Collected data:
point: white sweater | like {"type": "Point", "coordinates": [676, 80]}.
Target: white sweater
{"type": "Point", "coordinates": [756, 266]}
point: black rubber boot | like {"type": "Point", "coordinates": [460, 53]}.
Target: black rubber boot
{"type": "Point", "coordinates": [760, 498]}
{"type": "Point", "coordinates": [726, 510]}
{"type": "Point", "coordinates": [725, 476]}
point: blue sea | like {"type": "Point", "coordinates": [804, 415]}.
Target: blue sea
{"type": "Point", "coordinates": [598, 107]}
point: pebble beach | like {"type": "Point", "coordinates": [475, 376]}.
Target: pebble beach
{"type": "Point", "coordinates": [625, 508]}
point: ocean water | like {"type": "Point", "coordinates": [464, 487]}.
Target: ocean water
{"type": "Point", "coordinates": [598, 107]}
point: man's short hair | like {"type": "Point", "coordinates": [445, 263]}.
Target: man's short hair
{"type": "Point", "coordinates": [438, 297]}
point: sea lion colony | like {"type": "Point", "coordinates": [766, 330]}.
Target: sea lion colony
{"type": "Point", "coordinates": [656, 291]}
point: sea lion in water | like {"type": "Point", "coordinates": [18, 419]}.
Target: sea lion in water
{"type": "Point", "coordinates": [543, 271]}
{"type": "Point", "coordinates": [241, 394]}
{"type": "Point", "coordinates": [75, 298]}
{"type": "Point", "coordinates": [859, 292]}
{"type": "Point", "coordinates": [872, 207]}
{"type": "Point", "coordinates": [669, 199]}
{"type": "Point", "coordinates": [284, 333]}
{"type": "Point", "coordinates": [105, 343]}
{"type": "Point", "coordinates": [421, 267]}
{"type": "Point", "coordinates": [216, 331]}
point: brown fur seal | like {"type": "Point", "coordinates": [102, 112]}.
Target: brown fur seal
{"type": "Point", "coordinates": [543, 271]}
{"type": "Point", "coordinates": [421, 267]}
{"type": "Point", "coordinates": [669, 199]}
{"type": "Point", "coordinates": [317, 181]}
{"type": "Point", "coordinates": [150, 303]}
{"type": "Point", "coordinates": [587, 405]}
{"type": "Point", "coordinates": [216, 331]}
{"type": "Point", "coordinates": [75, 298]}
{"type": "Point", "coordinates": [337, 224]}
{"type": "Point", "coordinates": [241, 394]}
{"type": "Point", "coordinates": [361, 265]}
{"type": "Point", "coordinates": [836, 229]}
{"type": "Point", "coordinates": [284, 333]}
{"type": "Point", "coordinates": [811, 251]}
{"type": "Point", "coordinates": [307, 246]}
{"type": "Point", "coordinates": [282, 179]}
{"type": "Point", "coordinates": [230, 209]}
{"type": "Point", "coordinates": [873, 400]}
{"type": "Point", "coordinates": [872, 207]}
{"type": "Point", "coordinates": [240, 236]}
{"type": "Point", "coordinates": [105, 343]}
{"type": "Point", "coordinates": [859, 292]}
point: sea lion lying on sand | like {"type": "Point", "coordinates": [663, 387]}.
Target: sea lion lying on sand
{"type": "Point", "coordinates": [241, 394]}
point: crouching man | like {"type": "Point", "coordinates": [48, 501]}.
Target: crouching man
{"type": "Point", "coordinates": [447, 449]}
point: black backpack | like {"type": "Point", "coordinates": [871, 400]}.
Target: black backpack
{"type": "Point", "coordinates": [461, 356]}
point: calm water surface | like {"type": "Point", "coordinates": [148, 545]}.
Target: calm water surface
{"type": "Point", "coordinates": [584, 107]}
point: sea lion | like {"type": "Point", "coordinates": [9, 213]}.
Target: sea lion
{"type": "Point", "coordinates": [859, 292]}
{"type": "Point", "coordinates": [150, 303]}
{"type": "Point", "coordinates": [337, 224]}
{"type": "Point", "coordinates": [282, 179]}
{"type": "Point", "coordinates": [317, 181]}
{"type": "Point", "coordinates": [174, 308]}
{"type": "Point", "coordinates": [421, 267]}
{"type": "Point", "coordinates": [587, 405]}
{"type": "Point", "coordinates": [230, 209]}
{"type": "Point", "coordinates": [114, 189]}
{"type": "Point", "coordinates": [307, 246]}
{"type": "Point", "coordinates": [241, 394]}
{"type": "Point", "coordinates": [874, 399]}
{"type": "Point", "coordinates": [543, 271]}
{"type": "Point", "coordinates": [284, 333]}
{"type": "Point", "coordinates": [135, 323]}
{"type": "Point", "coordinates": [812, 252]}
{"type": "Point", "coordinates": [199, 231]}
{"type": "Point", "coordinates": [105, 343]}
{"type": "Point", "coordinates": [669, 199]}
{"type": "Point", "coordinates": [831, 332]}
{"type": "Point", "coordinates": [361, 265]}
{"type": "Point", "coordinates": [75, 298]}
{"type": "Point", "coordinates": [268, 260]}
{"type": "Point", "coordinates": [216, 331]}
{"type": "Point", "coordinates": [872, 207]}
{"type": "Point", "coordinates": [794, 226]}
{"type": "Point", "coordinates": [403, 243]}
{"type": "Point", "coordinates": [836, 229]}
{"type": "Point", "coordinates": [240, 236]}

HOW TO COMPLETE THIS TASK: When the entries above are retyped, each line must stay exactly as it is.

ANSWER TO THE EXERCISE:
point: white sweater | like {"type": "Point", "coordinates": [676, 80]}.
Target: white sweater
{"type": "Point", "coordinates": [756, 266]}
point: black rubber boot | like {"type": "Point", "coordinates": [460, 53]}.
Target: black rubber boot
{"type": "Point", "coordinates": [760, 498]}
{"type": "Point", "coordinates": [726, 510]}
{"type": "Point", "coordinates": [725, 476]}
point: blue sea | like {"type": "Point", "coordinates": [804, 415]}.
Target: blue sea
{"type": "Point", "coordinates": [598, 107]}
point: pebble beach | like {"type": "Point", "coordinates": [475, 376]}.
Target: pebble beach
{"type": "Point", "coordinates": [625, 508]}
point: ocean water | like {"type": "Point", "coordinates": [464, 487]}.
Target: ocean water
{"type": "Point", "coordinates": [598, 107]}
point: man's short hair | like {"type": "Point", "coordinates": [445, 263]}.
Target: man's short hair
{"type": "Point", "coordinates": [438, 297]}
point: sea lion colony | like {"type": "Point", "coordinates": [766, 330]}.
Target: sea lion colony
{"type": "Point", "coordinates": [656, 291]}
point: sea lion in water | like {"type": "Point", "coordinates": [18, 419]}.
Target: sea lion in water
{"type": "Point", "coordinates": [543, 271]}
{"type": "Point", "coordinates": [241, 394]}
{"type": "Point", "coordinates": [75, 298]}
{"type": "Point", "coordinates": [859, 292]}
{"type": "Point", "coordinates": [872, 207]}
{"type": "Point", "coordinates": [669, 199]}
{"type": "Point", "coordinates": [284, 333]}
{"type": "Point", "coordinates": [105, 343]}
{"type": "Point", "coordinates": [421, 267]}
{"type": "Point", "coordinates": [216, 331]}
point: brown fur seal | like {"type": "Point", "coordinates": [102, 112]}.
Target: brown fur seal
{"type": "Point", "coordinates": [543, 271]}
{"type": "Point", "coordinates": [421, 267]}
{"type": "Point", "coordinates": [669, 199]}
{"type": "Point", "coordinates": [317, 181]}
{"type": "Point", "coordinates": [150, 303]}
{"type": "Point", "coordinates": [587, 405]}
{"type": "Point", "coordinates": [216, 331]}
{"type": "Point", "coordinates": [75, 298]}
{"type": "Point", "coordinates": [337, 224]}
{"type": "Point", "coordinates": [241, 394]}
{"type": "Point", "coordinates": [361, 265]}
{"type": "Point", "coordinates": [836, 229]}
{"type": "Point", "coordinates": [284, 333]}
{"type": "Point", "coordinates": [811, 251]}
{"type": "Point", "coordinates": [307, 246]}
{"type": "Point", "coordinates": [282, 179]}
{"type": "Point", "coordinates": [230, 209]}
{"type": "Point", "coordinates": [873, 400]}
{"type": "Point", "coordinates": [872, 207]}
{"type": "Point", "coordinates": [240, 236]}
{"type": "Point", "coordinates": [105, 343]}
{"type": "Point", "coordinates": [859, 292]}
point: sea lion lying on sand | like {"type": "Point", "coordinates": [663, 387]}.
Target: sea lion lying on sand
{"type": "Point", "coordinates": [241, 394]}
point: crouching man | like {"type": "Point", "coordinates": [48, 501]}.
Target: crouching man
{"type": "Point", "coordinates": [447, 449]}
point: black backpack | like {"type": "Point", "coordinates": [871, 400]}.
Target: black backpack
{"type": "Point", "coordinates": [461, 356]}
point: calm water surface | like {"type": "Point", "coordinates": [148, 545]}.
Target: calm water surface
{"type": "Point", "coordinates": [584, 107]}
point: sea lion | like {"type": "Point", "coordinates": [9, 213]}.
Target: sea lion
{"type": "Point", "coordinates": [859, 292]}
{"type": "Point", "coordinates": [150, 303]}
{"type": "Point", "coordinates": [337, 224]}
{"type": "Point", "coordinates": [282, 179]}
{"type": "Point", "coordinates": [317, 181]}
{"type": "Point", "coordinates": [174, 308]}
{"type": "Point", "coordinates": [421, 267]}
{"type": "Point", "coordinates": [587, 405]}
{"type": "Point", "coordinates": [230, 209]}
{"type": "Point", "coordinates": [114, 189]}
{"type": "Point", "coordinates": [307, 246]}
{"type": "Point", "coordinates": [241, 394]}
{"type": "Point", "coordinates": [874, 399]}
{"type": "Point", "coordinates": [543, 271]}
{"type": "Point", "coordinates": [284, 333]}
{"type": "Point", "coordinates": [135, 323]}
{"type": "Point", "coordinates": [812, 252]}
{"type": "Point", "coordinates": [199, 231]}
{"type": "Point", "coordinates": [105, 343]}
{"type": "Point", "coordinates": [669, 199]}
{"type": "Point", "coordinates": [831, 332]}
{"type": "Point", "coordinates": [361, 265]}
{"type": "Point", "coordinates": [75, 298]}
{"type": "Point", "coordinates": [268, 260]}
{"type": "Point", "coordinates": [216, 331]}
{"type": "Point", "coordinates": [872, 207]}
{"type": "Point", "coordinates": [794, 226]}
{"type": "Point", "coordinates": [403, 243]}
{"type": "Point", "coordinates": [836, 229]}
{"type": "Point", "coordinates": [240, 236]}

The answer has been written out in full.